▸ **What the exercise asks**
Return every line of the data below that contains the word "green", copying each line unchanged. Matching is case-sensitive.

[Segmentation annotation data]

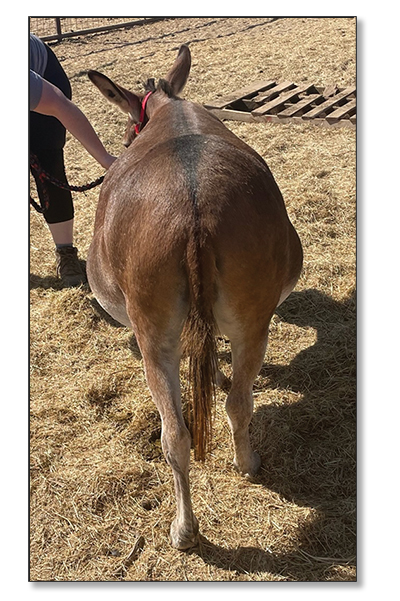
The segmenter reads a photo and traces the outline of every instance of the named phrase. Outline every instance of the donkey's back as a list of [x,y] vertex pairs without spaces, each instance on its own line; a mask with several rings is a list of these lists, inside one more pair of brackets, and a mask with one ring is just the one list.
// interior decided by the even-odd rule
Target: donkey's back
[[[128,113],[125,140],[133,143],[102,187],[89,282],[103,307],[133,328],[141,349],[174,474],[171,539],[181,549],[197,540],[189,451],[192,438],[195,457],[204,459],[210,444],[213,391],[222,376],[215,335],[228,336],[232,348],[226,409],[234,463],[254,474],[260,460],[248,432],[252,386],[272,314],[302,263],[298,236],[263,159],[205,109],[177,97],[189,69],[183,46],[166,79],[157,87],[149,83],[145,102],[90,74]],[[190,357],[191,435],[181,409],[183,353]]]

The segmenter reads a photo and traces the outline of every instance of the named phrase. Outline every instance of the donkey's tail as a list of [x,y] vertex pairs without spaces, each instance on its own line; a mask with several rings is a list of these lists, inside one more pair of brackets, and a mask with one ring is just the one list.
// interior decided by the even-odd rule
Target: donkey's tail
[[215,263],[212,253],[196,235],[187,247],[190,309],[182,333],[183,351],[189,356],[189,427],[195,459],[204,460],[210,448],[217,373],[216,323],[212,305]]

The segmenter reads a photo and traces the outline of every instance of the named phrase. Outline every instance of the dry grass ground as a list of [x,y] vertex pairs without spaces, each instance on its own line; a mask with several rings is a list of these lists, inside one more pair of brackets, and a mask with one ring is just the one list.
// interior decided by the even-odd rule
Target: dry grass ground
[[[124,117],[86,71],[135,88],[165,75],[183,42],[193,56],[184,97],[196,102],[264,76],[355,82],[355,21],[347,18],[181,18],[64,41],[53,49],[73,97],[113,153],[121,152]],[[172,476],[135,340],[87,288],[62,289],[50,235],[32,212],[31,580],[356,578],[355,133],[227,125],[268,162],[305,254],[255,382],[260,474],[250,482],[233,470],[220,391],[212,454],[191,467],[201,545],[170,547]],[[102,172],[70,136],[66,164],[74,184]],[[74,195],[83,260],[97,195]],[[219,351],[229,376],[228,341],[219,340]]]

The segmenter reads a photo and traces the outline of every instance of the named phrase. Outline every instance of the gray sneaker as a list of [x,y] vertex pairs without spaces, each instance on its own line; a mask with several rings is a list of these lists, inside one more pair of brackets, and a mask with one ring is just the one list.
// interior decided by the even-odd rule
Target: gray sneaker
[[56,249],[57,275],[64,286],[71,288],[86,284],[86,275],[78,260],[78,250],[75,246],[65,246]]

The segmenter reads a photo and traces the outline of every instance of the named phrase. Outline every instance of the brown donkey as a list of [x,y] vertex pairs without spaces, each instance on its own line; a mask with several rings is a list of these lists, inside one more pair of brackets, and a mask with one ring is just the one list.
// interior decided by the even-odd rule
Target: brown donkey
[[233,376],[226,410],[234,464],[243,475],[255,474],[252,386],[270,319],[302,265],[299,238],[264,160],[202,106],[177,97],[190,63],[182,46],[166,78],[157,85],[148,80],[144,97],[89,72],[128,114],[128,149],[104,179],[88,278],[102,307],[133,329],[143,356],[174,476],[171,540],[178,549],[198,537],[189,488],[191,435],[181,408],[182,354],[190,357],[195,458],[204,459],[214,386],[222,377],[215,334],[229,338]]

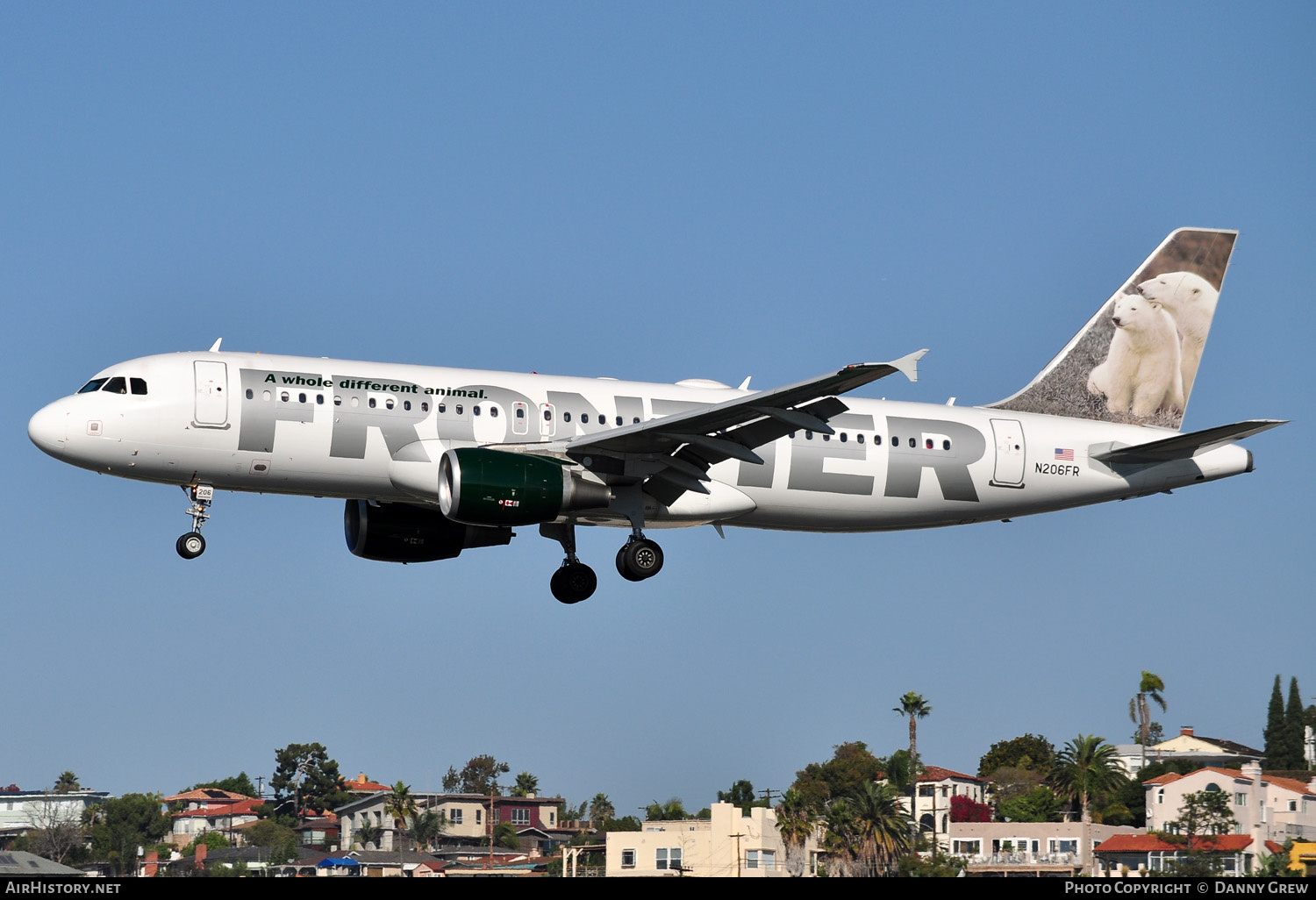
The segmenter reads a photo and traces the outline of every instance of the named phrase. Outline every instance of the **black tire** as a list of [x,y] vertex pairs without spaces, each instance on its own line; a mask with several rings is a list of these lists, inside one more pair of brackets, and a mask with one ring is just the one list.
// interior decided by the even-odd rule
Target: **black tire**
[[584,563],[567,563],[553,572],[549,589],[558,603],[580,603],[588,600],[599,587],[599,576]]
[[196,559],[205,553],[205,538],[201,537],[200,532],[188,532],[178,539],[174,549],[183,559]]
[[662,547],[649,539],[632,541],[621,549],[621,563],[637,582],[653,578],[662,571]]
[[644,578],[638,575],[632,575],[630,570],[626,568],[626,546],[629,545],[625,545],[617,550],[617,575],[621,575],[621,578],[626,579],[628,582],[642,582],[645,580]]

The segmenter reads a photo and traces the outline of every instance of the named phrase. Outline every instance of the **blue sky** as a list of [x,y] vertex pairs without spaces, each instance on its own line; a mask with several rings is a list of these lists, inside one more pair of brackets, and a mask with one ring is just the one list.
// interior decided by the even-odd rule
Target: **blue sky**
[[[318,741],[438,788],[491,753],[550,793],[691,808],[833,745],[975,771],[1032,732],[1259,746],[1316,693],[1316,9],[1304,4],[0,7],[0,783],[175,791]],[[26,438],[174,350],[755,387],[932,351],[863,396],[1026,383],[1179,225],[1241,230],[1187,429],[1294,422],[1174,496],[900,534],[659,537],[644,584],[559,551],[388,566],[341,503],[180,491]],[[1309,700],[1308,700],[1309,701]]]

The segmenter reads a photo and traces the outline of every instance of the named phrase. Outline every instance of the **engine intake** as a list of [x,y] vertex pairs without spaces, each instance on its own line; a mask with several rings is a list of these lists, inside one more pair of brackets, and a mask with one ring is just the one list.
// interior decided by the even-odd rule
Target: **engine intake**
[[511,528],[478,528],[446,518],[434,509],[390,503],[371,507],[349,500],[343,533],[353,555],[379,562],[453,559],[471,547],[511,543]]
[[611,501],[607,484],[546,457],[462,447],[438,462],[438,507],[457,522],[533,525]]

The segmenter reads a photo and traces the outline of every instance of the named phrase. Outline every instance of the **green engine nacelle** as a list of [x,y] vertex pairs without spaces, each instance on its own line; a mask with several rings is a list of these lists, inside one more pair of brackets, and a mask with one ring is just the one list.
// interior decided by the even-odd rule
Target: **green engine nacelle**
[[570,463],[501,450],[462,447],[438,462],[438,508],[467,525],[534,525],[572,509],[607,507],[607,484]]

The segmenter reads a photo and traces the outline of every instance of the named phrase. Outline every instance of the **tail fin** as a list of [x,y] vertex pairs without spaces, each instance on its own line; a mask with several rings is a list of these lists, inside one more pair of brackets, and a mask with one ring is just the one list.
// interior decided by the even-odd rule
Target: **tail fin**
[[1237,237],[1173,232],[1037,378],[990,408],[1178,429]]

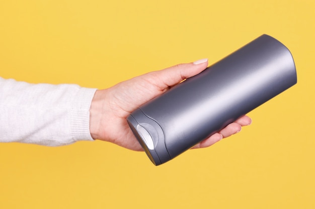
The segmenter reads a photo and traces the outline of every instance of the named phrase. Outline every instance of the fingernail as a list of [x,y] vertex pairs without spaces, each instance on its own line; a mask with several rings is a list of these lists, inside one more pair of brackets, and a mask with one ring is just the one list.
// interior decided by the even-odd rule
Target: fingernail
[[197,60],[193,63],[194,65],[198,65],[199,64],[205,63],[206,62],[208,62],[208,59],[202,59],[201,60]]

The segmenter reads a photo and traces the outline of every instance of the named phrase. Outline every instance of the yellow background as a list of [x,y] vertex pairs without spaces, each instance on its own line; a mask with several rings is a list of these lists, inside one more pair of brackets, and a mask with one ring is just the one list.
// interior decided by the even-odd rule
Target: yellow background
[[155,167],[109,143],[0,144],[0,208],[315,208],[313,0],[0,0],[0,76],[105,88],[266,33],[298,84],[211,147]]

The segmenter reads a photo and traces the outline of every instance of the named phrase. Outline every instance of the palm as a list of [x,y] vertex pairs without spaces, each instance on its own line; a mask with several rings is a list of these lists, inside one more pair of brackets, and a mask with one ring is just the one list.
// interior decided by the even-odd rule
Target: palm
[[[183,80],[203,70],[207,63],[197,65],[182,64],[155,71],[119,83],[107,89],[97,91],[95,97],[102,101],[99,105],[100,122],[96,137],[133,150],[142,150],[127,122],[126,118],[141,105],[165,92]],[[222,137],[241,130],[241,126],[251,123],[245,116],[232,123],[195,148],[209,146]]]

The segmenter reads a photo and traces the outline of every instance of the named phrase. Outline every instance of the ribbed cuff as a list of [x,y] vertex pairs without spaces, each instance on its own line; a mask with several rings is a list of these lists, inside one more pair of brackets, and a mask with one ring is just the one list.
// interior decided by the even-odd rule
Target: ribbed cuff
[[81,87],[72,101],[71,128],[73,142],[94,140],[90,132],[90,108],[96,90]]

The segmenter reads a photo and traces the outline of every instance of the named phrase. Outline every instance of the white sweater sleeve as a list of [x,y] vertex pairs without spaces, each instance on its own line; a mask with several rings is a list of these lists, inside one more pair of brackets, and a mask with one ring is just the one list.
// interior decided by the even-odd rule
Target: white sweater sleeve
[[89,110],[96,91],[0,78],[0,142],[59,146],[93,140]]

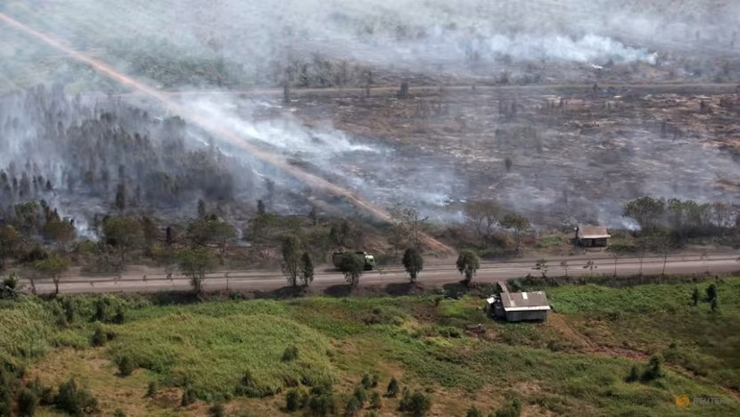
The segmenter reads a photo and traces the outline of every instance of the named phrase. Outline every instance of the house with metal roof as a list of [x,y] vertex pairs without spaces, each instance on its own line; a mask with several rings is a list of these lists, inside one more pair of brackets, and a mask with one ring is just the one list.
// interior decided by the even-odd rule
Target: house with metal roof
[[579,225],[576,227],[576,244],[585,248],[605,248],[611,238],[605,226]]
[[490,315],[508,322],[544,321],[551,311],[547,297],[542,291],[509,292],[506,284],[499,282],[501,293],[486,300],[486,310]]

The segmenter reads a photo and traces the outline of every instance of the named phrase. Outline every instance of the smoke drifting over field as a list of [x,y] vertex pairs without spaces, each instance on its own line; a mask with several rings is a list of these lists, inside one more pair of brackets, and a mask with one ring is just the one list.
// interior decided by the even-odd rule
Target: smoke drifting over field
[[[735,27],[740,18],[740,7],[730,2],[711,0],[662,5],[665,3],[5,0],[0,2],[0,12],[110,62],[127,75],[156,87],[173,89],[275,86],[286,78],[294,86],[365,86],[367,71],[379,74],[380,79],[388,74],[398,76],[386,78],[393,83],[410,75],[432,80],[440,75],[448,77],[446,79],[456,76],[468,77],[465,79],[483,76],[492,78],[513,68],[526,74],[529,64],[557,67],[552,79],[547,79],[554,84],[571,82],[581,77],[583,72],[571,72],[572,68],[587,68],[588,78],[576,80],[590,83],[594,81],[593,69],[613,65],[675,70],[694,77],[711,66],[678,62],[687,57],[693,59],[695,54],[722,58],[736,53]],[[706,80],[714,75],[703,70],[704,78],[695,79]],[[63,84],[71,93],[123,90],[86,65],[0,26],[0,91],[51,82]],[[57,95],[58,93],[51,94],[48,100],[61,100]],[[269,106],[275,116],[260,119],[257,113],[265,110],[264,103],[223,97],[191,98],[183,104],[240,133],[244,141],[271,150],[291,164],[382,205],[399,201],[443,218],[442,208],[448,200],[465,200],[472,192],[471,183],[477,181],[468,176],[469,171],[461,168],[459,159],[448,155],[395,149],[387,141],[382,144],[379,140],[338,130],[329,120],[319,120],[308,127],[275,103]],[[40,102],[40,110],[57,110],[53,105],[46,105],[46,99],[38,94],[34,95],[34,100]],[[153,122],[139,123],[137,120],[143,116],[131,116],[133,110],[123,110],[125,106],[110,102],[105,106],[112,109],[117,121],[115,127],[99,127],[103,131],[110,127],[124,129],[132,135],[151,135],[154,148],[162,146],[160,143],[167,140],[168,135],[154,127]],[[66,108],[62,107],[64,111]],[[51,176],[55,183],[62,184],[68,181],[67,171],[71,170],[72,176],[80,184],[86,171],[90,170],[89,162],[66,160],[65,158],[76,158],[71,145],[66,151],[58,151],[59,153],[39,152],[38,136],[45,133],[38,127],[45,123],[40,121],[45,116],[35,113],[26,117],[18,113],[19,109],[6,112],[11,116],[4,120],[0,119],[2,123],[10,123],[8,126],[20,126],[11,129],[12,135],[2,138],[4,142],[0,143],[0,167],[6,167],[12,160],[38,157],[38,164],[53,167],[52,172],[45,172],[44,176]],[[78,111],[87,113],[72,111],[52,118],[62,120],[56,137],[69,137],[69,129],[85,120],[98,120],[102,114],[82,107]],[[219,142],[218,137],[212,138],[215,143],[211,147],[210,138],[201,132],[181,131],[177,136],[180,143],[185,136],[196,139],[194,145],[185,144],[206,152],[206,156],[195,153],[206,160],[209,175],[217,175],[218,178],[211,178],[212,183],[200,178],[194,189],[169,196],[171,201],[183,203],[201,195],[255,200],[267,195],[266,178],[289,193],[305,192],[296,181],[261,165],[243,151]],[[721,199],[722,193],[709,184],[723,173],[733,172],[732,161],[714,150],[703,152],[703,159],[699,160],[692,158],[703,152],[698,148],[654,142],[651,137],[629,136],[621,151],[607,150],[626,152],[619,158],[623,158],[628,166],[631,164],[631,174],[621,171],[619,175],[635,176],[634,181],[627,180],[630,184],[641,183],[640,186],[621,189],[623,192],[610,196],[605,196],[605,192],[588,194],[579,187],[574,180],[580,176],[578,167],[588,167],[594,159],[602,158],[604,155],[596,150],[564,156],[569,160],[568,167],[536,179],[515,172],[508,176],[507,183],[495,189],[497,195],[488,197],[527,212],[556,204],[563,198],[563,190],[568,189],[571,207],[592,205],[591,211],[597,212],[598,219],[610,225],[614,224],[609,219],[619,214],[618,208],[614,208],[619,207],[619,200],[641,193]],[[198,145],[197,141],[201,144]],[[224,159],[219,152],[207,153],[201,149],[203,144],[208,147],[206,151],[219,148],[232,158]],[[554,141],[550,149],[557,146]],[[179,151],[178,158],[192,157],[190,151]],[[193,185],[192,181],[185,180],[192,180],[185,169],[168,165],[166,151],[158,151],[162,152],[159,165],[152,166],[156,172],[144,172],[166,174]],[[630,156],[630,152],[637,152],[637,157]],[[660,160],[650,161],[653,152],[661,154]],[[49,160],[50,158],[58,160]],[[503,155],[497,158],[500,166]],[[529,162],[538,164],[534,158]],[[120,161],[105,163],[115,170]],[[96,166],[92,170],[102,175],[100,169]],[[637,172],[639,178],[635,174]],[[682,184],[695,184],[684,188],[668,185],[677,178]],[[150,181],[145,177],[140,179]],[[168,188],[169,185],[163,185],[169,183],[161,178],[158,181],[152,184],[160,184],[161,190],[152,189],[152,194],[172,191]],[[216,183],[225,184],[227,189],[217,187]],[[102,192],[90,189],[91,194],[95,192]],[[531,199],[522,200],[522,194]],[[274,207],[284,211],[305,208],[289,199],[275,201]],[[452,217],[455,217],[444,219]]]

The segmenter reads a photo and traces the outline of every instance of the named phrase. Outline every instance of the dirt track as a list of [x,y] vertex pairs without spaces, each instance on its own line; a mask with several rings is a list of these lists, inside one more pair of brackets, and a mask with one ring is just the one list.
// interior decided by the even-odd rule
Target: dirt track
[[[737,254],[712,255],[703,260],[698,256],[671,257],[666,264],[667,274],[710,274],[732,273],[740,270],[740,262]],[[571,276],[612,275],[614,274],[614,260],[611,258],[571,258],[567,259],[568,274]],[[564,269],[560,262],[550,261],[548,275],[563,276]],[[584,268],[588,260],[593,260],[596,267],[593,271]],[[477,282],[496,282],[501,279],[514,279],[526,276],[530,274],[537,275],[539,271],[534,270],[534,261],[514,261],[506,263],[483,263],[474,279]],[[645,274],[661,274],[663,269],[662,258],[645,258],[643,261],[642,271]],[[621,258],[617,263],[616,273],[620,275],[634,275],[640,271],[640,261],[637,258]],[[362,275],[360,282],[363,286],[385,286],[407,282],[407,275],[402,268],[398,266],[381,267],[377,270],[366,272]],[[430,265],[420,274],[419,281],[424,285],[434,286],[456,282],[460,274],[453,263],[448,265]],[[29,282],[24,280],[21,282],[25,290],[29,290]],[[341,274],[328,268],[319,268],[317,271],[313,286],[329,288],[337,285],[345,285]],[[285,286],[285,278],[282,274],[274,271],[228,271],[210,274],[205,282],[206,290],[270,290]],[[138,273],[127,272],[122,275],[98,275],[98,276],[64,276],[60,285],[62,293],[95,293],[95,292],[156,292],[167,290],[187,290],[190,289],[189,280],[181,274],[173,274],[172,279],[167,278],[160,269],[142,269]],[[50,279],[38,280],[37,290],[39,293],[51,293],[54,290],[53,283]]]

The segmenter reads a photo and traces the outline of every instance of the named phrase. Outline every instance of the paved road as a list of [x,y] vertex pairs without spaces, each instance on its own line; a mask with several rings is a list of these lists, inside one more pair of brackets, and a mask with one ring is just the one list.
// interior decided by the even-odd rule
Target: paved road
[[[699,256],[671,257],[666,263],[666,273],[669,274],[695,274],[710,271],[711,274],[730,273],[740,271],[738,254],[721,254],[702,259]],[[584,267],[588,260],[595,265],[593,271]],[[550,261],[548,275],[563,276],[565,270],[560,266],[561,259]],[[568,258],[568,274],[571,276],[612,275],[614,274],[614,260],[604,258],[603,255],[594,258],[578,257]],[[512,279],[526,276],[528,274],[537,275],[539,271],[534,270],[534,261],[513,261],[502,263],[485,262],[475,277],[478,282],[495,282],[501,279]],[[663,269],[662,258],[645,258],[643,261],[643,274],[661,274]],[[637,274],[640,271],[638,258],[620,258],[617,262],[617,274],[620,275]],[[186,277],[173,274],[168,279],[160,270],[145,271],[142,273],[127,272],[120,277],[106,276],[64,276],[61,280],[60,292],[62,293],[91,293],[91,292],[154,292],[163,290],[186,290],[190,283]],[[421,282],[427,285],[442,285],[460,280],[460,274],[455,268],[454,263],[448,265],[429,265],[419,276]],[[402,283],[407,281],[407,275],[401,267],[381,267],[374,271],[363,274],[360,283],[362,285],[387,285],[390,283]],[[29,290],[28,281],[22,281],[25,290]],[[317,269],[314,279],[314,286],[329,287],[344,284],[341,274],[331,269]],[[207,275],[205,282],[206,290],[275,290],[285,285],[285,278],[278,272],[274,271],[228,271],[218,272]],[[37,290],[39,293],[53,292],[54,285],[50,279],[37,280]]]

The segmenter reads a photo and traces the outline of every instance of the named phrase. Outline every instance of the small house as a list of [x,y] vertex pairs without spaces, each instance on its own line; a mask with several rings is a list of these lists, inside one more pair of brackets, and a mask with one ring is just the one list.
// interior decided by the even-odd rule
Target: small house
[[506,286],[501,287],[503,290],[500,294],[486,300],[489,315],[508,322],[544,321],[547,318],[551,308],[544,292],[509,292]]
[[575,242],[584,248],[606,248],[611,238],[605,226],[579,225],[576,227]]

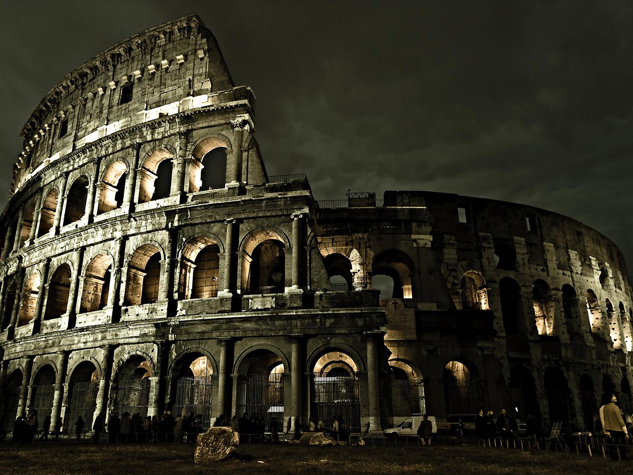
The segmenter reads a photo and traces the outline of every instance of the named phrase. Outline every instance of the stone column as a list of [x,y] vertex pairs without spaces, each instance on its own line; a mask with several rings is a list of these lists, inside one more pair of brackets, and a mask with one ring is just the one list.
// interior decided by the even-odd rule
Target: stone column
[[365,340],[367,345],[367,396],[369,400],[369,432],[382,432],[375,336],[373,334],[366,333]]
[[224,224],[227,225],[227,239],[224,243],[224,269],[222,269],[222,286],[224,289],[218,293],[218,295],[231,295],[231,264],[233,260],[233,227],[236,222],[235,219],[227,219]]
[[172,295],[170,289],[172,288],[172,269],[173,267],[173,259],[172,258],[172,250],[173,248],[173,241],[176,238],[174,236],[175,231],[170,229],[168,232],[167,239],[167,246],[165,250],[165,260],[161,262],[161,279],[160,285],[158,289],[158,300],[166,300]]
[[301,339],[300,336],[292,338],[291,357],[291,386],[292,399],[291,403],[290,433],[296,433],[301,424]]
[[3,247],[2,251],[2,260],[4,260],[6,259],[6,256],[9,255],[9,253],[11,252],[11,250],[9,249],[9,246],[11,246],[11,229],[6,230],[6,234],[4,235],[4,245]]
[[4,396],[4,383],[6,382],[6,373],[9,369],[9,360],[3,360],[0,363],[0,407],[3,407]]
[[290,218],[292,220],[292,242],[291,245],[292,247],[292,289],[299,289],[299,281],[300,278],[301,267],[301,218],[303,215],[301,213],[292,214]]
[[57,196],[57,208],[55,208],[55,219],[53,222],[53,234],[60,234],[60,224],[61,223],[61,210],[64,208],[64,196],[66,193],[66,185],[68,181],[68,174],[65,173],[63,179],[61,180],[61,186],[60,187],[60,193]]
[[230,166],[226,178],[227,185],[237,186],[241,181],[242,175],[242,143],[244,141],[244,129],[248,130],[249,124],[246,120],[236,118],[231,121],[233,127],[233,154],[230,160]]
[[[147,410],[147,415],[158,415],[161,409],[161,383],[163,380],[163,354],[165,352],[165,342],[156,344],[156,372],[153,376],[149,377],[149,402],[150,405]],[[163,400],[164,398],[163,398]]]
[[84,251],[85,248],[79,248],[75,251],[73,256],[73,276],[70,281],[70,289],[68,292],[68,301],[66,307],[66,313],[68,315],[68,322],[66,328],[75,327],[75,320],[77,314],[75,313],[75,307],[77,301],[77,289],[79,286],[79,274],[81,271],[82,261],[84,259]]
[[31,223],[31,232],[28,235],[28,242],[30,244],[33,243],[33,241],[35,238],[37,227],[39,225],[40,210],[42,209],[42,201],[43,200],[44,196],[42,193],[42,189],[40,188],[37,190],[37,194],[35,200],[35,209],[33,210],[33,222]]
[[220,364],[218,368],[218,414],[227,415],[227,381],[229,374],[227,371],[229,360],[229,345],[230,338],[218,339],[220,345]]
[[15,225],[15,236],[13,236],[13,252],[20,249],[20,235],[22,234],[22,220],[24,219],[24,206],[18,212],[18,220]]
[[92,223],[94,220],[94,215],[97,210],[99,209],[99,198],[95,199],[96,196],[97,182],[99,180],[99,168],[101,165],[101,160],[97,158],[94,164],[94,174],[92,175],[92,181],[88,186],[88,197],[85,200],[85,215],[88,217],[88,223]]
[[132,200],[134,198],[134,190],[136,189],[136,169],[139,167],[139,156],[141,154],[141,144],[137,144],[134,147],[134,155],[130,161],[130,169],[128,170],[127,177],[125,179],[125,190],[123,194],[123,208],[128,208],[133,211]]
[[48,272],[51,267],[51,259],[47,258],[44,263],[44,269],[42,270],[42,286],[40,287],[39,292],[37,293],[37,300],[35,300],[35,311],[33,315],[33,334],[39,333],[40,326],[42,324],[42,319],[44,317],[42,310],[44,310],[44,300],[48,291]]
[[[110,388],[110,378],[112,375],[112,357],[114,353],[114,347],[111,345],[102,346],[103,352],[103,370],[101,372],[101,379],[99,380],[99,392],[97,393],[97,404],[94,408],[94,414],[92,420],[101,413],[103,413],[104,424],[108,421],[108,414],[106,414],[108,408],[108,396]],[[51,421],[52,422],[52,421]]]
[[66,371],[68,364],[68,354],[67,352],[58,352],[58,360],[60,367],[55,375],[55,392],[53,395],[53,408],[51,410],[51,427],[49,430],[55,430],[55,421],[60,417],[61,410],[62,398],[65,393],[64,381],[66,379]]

▸ **Solution for this problem**
The segmenter reads a photo and traces the outline of every instance of the named phrase. Outline every instance of the **green engine nacelle** as a list of [x,y] vertex pairs without spaces, each instance on its own line; a mask with several rings is a list of these lists, inside one more pair of brackets, and a mask with one ring is just the one list.
Target: **green engine nacelle**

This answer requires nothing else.